EXERCISE GOAL: Copy the records below word for word, keeping every line unchanged.

— start MATERIAL FOR THE TASK —

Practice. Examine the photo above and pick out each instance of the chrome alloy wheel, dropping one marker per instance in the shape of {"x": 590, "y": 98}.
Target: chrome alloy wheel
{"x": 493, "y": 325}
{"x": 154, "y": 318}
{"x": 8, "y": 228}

— end MATERIAL FOR THE TASK —

IN RESPONSE:
Practice. Examine the photo above and pick out each instance of the chrome alloy wheel, dropping one marker per instance in the shape of {"x": 590, "y": 98}.
Target: chrome alloy wheel
{"x": 493, "y": 325}
{"x": 154, "y": 318}
{"x": 8, "y": 228}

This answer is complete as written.